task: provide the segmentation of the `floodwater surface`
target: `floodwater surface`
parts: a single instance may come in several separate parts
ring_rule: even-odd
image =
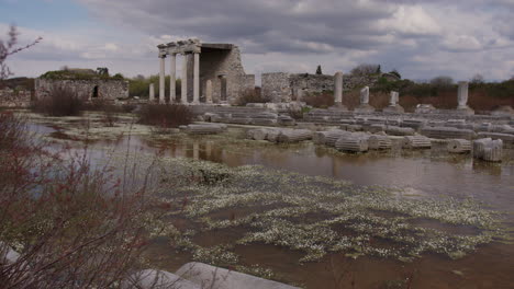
^^^^
## POLECENIE
Zamień w powyższym listingu „floodwater surface” na „water surface” i przepisz go ponownie, nie zmieniając niczego innego. Obrazy pomiń w odpowiedzi.

## ROZWIĄZANIE ZADANIA
task: provide the segmentation of the `water surface`
target: `water surface`
parts: a single instance may come in several separate parts
ring_rule: even-odd
image =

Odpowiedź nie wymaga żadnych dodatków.